* [Set problem] Set down exactly, and only, the lines from the one with "the cup handle" to the final line of the entries, both included.
-------- Raw data
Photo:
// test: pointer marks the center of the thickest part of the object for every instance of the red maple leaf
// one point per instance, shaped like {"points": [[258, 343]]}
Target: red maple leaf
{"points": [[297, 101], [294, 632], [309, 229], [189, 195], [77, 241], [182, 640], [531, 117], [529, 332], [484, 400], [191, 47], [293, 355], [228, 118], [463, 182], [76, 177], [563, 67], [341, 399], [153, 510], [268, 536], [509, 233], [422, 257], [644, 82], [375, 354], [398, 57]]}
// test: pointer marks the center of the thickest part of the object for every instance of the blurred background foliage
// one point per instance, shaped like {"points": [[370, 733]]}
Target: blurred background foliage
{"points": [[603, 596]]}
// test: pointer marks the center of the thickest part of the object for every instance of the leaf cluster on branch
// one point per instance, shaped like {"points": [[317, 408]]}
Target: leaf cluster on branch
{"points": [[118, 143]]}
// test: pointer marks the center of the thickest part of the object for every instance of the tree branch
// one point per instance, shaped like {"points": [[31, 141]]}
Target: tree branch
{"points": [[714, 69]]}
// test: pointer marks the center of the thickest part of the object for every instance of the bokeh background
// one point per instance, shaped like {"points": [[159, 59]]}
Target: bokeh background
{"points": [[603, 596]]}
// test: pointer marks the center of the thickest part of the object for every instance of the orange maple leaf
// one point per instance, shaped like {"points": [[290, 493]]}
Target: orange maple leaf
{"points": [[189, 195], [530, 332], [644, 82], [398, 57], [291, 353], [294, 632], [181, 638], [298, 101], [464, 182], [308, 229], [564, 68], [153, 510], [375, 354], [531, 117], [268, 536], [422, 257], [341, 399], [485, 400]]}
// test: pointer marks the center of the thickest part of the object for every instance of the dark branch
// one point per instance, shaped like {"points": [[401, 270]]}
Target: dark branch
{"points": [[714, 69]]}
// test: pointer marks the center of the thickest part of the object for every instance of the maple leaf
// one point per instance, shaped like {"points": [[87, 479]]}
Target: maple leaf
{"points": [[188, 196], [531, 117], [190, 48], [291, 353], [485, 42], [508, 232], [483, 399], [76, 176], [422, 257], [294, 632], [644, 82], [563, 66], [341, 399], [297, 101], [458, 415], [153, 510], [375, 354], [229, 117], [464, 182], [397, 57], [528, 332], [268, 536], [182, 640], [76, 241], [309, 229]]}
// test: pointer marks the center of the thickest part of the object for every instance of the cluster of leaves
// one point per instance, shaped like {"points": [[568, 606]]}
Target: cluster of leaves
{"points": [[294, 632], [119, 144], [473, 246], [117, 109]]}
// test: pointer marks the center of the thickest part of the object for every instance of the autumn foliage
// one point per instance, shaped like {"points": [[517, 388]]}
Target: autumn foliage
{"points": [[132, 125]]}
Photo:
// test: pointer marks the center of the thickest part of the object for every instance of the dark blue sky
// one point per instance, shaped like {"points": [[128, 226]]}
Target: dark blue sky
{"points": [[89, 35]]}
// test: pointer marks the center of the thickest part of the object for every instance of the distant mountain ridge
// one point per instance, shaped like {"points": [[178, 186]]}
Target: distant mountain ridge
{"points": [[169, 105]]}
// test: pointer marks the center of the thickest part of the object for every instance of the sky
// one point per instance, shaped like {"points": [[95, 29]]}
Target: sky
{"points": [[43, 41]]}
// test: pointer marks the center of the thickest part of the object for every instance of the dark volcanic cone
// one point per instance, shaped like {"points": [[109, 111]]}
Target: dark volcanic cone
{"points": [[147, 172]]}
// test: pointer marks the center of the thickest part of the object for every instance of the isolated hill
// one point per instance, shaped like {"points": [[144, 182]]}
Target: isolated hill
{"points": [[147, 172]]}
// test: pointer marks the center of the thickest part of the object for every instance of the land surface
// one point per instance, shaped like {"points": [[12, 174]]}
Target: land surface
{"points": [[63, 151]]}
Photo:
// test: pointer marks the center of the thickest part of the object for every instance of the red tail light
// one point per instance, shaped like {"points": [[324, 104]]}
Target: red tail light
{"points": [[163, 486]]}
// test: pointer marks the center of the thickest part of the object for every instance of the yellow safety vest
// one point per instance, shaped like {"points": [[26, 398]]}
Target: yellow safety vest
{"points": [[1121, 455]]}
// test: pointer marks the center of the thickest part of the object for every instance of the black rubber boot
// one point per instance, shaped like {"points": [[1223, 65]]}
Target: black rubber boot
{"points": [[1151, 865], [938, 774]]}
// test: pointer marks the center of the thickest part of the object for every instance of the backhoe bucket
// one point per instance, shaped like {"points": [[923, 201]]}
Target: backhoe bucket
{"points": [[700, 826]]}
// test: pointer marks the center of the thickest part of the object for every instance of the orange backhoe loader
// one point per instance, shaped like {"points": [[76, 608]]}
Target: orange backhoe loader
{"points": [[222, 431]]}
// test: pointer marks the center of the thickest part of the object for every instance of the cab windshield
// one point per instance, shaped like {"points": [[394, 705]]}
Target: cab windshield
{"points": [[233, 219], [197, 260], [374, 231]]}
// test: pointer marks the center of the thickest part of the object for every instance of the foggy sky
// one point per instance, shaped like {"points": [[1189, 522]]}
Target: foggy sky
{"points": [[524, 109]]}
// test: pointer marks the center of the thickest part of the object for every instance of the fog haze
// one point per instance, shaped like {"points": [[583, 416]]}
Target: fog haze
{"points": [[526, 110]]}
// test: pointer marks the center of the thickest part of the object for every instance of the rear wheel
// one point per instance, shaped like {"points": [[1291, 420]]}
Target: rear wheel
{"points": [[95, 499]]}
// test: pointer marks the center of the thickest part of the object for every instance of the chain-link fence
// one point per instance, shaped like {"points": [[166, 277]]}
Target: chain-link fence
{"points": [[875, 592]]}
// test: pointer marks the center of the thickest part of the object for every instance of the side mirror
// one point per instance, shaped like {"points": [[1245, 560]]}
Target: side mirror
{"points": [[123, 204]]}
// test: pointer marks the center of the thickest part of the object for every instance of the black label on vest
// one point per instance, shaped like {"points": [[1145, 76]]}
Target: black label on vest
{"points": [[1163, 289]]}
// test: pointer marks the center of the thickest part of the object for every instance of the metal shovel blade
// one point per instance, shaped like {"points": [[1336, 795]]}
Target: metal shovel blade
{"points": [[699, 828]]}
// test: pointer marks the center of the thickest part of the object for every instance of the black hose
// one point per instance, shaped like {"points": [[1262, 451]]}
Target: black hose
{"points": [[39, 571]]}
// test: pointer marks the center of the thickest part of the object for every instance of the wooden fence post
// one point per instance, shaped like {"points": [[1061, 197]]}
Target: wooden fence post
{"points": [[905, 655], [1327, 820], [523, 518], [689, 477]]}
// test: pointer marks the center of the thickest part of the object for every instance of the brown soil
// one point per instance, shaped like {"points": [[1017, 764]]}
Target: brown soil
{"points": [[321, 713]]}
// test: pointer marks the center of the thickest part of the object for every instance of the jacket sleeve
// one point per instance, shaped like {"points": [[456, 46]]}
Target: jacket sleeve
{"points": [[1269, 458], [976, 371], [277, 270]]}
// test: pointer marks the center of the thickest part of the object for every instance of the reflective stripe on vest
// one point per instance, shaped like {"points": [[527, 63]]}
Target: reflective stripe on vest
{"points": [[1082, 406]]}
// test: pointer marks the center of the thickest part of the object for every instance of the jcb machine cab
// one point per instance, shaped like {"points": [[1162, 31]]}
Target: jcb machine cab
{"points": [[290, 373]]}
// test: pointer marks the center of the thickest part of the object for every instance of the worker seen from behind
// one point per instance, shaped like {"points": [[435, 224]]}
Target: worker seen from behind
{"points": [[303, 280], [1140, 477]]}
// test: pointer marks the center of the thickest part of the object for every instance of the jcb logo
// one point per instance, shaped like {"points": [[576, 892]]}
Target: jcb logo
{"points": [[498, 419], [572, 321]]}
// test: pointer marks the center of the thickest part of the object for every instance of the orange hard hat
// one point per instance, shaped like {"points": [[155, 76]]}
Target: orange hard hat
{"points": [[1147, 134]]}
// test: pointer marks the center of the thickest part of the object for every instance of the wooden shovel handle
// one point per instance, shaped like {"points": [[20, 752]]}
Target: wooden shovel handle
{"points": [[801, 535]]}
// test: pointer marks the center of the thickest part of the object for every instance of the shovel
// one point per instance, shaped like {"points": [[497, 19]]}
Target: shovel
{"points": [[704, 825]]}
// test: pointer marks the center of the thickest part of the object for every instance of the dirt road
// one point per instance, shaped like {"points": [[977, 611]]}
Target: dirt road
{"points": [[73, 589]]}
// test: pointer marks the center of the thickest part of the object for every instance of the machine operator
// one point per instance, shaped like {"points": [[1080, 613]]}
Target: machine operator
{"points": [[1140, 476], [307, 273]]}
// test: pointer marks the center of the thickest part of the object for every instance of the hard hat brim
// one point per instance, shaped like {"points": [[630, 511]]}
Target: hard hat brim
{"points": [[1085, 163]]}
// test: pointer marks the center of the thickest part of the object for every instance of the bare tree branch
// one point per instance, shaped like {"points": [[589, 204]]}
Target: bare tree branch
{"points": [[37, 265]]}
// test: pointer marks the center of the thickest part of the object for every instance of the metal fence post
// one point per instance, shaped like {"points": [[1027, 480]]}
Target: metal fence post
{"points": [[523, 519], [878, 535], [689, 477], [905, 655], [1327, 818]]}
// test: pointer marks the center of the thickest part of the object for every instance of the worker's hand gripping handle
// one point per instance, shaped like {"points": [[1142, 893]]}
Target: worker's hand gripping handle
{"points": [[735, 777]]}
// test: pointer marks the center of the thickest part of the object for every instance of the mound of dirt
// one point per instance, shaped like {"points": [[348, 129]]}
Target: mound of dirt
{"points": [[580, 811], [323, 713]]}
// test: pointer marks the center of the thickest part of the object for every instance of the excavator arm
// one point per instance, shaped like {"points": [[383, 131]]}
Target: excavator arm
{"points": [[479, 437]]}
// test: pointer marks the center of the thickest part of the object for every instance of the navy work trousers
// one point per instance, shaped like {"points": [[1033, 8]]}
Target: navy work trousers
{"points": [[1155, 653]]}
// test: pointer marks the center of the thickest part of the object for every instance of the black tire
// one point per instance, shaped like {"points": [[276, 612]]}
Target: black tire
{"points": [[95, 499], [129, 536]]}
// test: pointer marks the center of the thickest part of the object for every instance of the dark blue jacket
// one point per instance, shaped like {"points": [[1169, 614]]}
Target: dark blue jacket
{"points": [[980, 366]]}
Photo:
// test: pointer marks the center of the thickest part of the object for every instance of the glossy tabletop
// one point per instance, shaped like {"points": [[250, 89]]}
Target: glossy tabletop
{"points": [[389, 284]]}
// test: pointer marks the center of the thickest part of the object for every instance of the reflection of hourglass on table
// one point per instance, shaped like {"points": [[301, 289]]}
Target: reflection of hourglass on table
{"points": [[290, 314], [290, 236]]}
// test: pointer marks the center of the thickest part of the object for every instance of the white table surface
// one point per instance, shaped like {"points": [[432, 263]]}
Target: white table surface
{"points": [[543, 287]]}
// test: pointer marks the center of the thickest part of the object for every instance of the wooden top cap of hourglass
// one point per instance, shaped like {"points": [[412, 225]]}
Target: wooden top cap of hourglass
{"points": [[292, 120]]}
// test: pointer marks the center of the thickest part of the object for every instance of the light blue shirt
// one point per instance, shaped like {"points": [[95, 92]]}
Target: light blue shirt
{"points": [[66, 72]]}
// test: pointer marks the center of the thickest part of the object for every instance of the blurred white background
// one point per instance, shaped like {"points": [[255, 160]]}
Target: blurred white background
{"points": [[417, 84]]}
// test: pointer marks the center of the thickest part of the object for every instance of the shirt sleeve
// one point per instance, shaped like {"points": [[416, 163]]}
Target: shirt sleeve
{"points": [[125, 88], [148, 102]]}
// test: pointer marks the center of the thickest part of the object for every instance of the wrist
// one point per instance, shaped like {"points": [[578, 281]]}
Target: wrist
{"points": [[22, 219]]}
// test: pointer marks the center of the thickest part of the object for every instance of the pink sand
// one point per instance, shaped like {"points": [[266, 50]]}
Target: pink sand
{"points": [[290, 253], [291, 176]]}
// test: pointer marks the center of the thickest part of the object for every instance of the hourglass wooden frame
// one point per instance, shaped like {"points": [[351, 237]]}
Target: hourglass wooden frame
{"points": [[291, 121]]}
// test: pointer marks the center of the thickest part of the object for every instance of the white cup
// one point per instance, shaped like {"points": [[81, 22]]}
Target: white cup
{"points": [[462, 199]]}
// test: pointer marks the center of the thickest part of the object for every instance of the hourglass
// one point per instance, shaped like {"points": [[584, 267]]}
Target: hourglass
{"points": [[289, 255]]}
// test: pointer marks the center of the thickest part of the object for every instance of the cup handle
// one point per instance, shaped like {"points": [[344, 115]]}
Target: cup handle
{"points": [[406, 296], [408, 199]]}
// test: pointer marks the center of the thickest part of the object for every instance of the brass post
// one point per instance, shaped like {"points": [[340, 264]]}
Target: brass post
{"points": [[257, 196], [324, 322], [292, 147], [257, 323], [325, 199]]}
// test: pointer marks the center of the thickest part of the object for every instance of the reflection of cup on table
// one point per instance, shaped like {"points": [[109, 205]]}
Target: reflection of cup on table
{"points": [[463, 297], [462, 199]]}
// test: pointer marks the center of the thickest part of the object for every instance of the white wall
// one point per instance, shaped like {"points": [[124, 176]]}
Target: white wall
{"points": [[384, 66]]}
----------------
* [Full output]
// test: pointer marks the center of the thickest part of the object for every instance of the cup handle
// one point per instance, shaped like {"points": [[344, 115]]}
Target: cup handle
{"points": [[406, 296], [408, 199]]}
// test: pointer marks the center of the thickest part of the object for every instance of the brass post
// one point per instance, shaped like {"points": [[340, 264]]}
Target: brass post
{"points": [[257, 196], [324, 322], [292, 147], [257, 323], [325, 199]]}
// test: pointer marks the center of the thickest part of the object for every instance of the reflection of cup on table
// one point per instance, shaped like {"points": [[109, 205]]}
Target: reflection of cup on table
{"points": [[463, 297], [462, 199]]}
// test: pointer marks the center of the thickest part of the object for every instance of the white wall
// one point per instance, shaped like {"points": [[124, 176]]}
Target: white wall
{"points": [[384, 66]]}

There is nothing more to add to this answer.